### Task brief
Report every line of the entries below that contains the string "wheel", copying each such line in full. Case counts.

### Records for the task
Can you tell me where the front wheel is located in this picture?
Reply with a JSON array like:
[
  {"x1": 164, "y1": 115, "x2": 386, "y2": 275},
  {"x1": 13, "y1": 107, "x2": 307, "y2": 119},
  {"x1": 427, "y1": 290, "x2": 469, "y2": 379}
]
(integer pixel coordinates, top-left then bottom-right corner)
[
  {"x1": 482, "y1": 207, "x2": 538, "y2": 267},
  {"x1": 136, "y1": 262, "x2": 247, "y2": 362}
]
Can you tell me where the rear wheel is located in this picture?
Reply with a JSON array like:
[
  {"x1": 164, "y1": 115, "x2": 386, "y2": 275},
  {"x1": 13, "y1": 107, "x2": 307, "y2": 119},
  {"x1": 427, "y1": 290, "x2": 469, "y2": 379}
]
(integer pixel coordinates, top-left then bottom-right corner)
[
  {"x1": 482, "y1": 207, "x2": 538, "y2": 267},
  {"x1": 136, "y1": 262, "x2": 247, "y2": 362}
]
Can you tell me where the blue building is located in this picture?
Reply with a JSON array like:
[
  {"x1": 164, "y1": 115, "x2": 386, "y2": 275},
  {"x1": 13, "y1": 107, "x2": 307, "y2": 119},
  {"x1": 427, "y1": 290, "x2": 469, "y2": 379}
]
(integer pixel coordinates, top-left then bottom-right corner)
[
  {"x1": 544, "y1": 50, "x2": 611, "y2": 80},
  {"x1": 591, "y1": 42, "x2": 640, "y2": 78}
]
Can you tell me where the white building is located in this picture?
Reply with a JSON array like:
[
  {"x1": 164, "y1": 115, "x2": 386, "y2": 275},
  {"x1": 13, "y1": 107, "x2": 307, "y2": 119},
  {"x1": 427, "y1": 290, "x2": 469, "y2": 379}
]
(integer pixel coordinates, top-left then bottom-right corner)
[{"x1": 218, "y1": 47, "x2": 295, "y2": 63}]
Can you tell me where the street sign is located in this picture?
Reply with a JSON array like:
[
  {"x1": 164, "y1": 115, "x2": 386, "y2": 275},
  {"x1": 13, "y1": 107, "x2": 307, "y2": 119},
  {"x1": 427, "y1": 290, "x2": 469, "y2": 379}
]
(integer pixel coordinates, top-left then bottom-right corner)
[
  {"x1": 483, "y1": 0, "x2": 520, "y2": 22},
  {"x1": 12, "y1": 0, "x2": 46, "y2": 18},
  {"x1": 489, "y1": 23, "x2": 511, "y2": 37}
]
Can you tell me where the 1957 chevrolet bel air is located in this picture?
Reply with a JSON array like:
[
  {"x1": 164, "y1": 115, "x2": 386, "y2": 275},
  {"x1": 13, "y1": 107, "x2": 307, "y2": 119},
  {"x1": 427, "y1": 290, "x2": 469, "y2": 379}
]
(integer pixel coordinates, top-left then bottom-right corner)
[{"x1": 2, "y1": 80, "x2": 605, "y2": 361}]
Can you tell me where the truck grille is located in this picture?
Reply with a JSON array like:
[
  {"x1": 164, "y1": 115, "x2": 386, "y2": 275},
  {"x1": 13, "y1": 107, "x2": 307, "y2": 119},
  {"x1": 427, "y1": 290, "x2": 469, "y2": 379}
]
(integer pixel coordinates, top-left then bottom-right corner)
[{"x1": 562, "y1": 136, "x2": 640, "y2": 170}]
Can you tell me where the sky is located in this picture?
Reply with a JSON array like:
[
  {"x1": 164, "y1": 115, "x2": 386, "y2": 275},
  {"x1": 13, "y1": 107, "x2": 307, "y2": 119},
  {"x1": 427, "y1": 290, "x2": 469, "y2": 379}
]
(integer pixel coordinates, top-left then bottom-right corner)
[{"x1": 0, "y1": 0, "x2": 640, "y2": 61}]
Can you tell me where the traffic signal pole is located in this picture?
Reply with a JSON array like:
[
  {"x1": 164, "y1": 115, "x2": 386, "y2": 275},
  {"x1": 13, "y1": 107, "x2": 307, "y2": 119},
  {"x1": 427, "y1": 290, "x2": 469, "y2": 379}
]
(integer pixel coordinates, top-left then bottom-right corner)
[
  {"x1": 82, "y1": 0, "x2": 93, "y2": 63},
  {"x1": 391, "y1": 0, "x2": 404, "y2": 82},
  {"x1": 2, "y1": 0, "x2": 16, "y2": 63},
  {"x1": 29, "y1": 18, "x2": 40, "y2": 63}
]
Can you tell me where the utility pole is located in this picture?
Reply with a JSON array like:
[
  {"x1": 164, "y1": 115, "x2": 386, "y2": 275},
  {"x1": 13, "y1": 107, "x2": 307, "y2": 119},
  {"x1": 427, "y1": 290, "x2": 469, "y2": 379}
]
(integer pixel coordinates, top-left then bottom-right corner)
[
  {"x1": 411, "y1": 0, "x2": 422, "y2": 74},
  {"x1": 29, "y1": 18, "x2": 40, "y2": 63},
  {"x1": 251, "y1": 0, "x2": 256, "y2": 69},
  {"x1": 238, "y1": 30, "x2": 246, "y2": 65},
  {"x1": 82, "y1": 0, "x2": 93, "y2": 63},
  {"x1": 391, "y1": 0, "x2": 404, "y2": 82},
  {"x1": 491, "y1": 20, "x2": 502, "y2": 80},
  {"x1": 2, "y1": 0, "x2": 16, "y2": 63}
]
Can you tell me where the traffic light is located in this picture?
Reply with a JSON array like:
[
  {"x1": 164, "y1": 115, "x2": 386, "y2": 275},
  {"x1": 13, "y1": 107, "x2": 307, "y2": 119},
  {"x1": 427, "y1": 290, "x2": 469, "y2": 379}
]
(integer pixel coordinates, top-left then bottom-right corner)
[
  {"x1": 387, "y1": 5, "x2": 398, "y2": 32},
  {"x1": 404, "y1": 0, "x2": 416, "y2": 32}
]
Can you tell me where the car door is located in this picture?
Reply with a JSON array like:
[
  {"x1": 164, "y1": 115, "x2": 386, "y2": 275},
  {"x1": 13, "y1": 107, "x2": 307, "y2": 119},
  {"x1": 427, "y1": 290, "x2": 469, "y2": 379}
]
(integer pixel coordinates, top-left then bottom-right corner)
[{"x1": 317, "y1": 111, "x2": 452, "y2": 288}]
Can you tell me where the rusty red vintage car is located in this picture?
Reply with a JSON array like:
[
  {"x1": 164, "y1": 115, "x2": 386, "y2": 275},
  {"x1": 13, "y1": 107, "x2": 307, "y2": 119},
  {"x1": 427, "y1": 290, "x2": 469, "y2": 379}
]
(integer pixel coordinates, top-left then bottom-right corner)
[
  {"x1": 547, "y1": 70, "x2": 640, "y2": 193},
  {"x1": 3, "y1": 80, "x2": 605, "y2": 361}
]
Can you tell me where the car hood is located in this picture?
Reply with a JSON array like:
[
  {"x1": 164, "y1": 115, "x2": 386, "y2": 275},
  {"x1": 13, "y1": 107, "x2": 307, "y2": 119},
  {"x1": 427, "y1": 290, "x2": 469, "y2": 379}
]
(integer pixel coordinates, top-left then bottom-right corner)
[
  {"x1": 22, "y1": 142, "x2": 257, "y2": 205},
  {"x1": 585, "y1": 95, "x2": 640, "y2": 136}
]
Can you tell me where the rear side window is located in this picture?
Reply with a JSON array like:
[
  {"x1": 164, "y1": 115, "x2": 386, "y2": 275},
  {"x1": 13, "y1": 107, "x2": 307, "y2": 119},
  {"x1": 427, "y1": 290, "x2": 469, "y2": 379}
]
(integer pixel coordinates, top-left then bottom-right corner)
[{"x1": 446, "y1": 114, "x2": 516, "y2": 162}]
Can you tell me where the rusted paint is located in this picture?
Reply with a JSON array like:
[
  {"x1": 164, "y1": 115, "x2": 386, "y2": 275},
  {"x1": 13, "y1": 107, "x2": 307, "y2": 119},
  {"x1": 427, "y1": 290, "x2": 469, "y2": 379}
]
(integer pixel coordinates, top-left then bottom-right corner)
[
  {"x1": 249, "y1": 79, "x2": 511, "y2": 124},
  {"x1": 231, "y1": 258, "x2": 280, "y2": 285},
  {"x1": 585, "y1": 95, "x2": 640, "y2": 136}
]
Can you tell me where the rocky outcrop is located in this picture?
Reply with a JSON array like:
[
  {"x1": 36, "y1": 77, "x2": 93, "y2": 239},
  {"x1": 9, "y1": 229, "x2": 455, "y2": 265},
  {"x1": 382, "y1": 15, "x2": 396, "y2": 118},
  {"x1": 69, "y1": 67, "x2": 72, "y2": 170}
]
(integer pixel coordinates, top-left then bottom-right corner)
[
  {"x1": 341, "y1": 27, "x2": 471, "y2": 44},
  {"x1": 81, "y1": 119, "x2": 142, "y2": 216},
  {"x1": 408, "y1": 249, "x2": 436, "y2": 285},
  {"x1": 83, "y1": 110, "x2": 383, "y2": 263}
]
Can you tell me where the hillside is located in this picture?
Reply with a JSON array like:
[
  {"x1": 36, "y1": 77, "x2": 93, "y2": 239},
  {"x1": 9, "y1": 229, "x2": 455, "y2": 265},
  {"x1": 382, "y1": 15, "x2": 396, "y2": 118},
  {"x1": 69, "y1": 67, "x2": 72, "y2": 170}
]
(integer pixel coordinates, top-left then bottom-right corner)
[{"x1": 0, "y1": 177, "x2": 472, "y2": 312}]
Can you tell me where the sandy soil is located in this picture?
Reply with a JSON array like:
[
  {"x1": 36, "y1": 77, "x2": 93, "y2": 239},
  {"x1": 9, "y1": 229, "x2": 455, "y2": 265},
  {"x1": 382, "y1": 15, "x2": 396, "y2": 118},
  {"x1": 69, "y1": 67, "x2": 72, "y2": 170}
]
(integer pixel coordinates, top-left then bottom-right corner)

### Full answer
Can you tell me where the front wheel is located in this picture?
Can you tell me where the rear wheel is located in this picture?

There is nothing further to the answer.